From the first line to the last, restate the material word for word, omitting pictures.

##### Records provided

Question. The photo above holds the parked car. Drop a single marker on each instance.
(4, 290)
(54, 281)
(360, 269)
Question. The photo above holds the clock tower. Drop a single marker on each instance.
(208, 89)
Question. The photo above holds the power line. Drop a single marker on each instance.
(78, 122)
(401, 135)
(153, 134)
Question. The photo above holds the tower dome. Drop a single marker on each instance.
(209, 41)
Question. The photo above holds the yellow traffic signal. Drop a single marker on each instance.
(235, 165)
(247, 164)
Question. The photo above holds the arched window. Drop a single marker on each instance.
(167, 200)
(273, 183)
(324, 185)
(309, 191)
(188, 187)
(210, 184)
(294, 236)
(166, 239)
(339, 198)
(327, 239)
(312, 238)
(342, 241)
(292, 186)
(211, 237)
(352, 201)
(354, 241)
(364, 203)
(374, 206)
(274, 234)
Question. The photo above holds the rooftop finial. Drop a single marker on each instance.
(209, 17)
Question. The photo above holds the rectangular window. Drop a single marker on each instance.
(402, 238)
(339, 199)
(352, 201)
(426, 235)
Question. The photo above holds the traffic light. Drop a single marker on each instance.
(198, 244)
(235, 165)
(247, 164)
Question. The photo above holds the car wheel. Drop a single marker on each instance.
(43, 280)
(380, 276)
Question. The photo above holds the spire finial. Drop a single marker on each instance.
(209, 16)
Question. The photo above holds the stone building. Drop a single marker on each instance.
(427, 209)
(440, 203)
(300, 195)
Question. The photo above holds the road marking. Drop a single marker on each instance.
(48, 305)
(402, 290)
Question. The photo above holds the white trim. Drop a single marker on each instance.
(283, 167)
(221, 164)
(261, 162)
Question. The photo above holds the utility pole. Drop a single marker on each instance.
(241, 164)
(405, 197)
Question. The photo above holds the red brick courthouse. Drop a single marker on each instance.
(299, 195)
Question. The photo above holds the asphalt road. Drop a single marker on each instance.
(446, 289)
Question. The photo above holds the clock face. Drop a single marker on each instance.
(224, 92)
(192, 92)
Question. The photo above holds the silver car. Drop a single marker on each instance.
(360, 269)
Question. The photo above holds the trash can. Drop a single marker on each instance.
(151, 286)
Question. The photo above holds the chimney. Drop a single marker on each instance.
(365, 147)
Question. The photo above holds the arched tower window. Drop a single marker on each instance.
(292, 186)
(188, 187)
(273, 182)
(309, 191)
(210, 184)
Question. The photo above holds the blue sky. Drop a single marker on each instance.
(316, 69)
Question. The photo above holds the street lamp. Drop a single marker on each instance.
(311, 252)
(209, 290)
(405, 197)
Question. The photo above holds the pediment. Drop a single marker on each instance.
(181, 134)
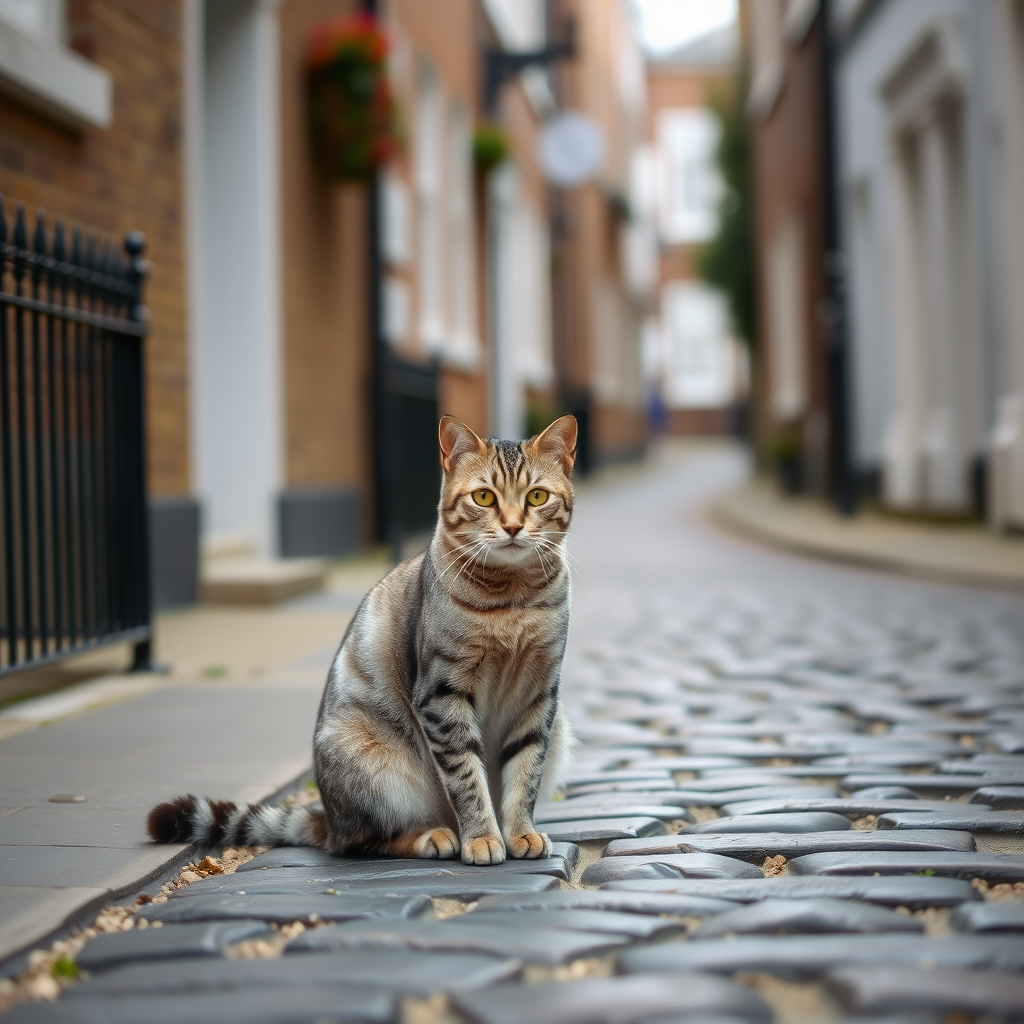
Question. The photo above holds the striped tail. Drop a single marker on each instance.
(218, 822)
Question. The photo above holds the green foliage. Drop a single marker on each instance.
(65, 969)
(491, 145)
(726, 261)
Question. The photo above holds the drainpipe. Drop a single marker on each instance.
(380, 434)
(835, 323)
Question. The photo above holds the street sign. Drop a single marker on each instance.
(569, 150)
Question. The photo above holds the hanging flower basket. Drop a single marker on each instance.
(352, 122)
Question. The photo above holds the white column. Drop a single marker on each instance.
(945, 461)
(1005, 230)
(239, 415)
(901, 476)
(507, 399)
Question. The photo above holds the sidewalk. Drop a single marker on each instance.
(953, 553)
(233, 719)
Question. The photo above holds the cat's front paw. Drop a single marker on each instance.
(528, 846)
(439, 843)
(482, 851)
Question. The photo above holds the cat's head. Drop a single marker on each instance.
(507, 501)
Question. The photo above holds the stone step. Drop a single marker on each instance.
(256, 581)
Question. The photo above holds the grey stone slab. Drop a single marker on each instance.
(915, 893)
(28, 912)
(204, 939)
(808, 916)
(583, 777)
(884, 793)
(937, 783)
(118, 870)
(580, 809)
(686, 763)
(588, 829)
(897, 758)
(955, 816)
(566, 850)
(687, 865)
(850, 806)
(709, 798)
(894, 990)
(984, 763)
(1001, 798)
(636, 926)
(641, 787)
(74, 824)
(757, 846)
(309, 1006)
(745, 823)
(282, 908)
(623, 1000)
(332, 876)
(997, 915)
(408, 971)
(603, 899)
(990, 866)
(777, 790)
(550, 946)
(800, 956)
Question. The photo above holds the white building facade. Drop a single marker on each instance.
(931, 96)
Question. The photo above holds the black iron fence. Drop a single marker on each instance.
(74, 538)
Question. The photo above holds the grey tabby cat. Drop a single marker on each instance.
(440, 723)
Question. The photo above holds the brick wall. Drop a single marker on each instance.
(126, 177)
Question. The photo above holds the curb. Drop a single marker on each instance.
(14, 963)
(737, 513)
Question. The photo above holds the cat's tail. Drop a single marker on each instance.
(217, 822)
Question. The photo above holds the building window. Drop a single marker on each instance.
(690, 184)
(698, 370)
(767, 55)
(37, 68)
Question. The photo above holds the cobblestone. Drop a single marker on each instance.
(797, 798)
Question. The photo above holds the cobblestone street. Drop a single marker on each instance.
(798, 796)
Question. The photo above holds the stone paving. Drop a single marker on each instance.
(798, 797)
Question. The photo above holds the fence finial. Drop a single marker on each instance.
(58, 245)
(20, 232)
(39, 243)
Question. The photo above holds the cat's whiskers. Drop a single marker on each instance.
(467, 560)
(458, 550)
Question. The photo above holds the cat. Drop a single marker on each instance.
(441, 724)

##########

→ Expected answer
Question. The photo above holds the parked car. Drop a single marker on each instance.
(4, 290)
(54, 281)
(360, 269)
Question. The photo above holds the clock tower. Drop a single marker on each instance.
(208, 89)
Question. The photo above holds the power line. Drop a single marker on each instance.
(78, 122)
(401, 135)
(153, 134)
Question. The photo above holds the tower dome. Drop a single marker on each instance.
(209, 41)
Question. The photo above holds the yellow traffic signal. Drop a single marker on each instance.
(235, 165)
(247, 164)
Question. The photo above holds the arched window. Drop a single marker on each instance.
(167, 200)
(273, 183)
(324, 185)
(309, 191)
(188, 187)
(210, 184)
(294, 236)
(166, 239)
(339, 198)
(327, 239)
(312, 238)
(342, 241)
(292, 186)
(211, 237)
(352, 201)
(354, 241)
(364, 203)
(374, 206)
(274, 234)
Question. The photo above holds the rooftop finial. Drop a single marker on each instance.
(209, 17)
Question. The photo above holds the rectangular window. Drop a single marker on each instance.
(402, 238)
(339, 199)
(352, 201)
(426, 235)
Question. The photo above holds the traffic light. Drop a single marker on each instance.
(198, 244)
(235, 165)
(247, 164)
Question. The photo above holds the car wheel. Drop a single marker on each instance.
(43, 280)
(380, 276)
Question. The photo above holds the spire finial. Drop a single marker on each instance.
(209, 16)
Question. The photo above holds the stone building. Drop a single marker on each instance.
(427, 209)
(440, 203)
(300, 195)
Question. The photo above holds the road marking. Drop a single marker on each instance.
(48, 305)
(402, 290)
Question. The photo above holds the white trim. Drop a single marker on each instance.
(283, 167)
(221, 164)
(261, 162)
Question. The photo above holds the utility pole. Drop a single marker on each instance.
(241, 164)
(405, 197)
Question. The photo above holds the red brick courthouse. Drop a single marker on each instance.
(299, 195)
Question. The photo above holds the asphalt road. Drop a single marker on each instance.
(446, 289)
Question. The photo above holds the clock face. Drop a single marker on each instance.
(224, 92)
(192, 92)
Question. The photo above holds the silver car. Drop a single marker on each instance.
(360, 269)
Question. The photo above holds the trash can. Drop a single marker on each instance.
(151, 286)
Question. The photo above holds the chimney. Drop a single marker on each instance.
(365, 147)
Question. The photo above holds the arched tower window. Drop a single marker on each instance.
(292, 186)
(188, 187)
(273, 182)
(309, 191)
(210, 184)
Question. The photo above holds the blue sky. Drop a single marker on each instance.
(316, 69)
Question. The photo above holds the street lamp. Drop a single marker on each instance.
(311, 252)
(209, 290)
(405, 197)
Question. The photo above holds the pediment. Drop a single marker on each instance.
(181, 134)
Question. The photo above holds the striped tail. Drop a single marker on each instance.
(218, 822)
Question. The photo above holds the green foliage. Drop a single marker on each instance.
(65, 969)
(491, 145)
(726, 261)
Question. The photo above holds the drainpipe. Drop a single marker on each instance.
(380, 434)
(835, 323)
Question. The photo above holds the street sign. Drop a single marker on each instance.
(569, 150)
Question. The photo above holds the hanging flower basket. Drop a single marker on each instance.
(352, 122)
Question. The photo above holds the white column. Drop a single marker on each instance.
(945, 461)
(1005, 230)
(239, 415)
(901, 476)
(507, 399)
Question. The photo above holds the sidewalk. Drop a single marker on each instance.
(953, 553)
(233, 719)
Question. The photo above holds the cat's front paw. Drop a single marker on each instance.
(528, 846)
(439, 843)
(482, 851)
Question. The photo above holds the cat's head. Drop a single marker on each instance.
(507, 501)
Question. The photo above holds the stone step. Drop a single marker on each instance.
(256, 581)
Question. The photo above holds the grey stone slab. Drop a single marker on each instance.
(915, 893)
(28, 912)
(204, 939)
(808, 916)
(583, 777)
(884, 793)
(937, 783)
(118, 870)
(580, 809)
(686, 763)
(588, 829)
(897, 758)
(955, 816)
(566, 850)
(687, 865)
(850, 806)
(709, 798)
(894, 990)
(984, 763)
(1001, 798)
(636, 926)
(641, 787)
(74, 824)
(757, 846)
(309, 1006)
(745, 823)
(282, 908)
(623, 1000)
(332, 876)
(997, 915)
(408, 971)
(603, 899)
(990, 866)
(777, 790)
(550, 946)
(800, 956)
Question. The photo above holds the white building facade. Drop a single marker on each instance.
(931, 96)
Question. The photo above holds the black iron fence. Drop a single marker on each instance.
(74, 538)
Question. The photo above holds the grey tabby cat. Drop a single marker on each instance.
(440, 723)
Question. The photo above holds the brick wall. Drop a single marker on each instance.
(126, 177)
Question. The photo above holds the curb. Drop a single marker on each instance.
(14, 963)
(737, 513)
Question. The photo above holds the cat's tail. Drop a single marker on each instance.
(217, 822)
Question. The photo above holds the building window. Drop a single marker on each instance.
(690, 184)
(698, 370)
(767, 55)
(37, 68)
Question. The photo above holds the cobblestone. Drop a single marker on each instance.
(797, 798)
Question. The photo above holds the cobblestone street. Drop a single marker on each instance.
(798, 796)
Question. The photo above holds the stone paving. Drop a single marker on each instance.
(798, 797)
Question. The photo above holds the fence finial. Drop a single marker on each instance.
(58, 245)
(20, 232)
(39, 243)
Question. The photo above holds the cat's whiskers. Drop a single marker on each instance.
(467, 560)
(458, 550)
Question. The photo above holds the cat. Drop a single marker on each instance.
(441, 724)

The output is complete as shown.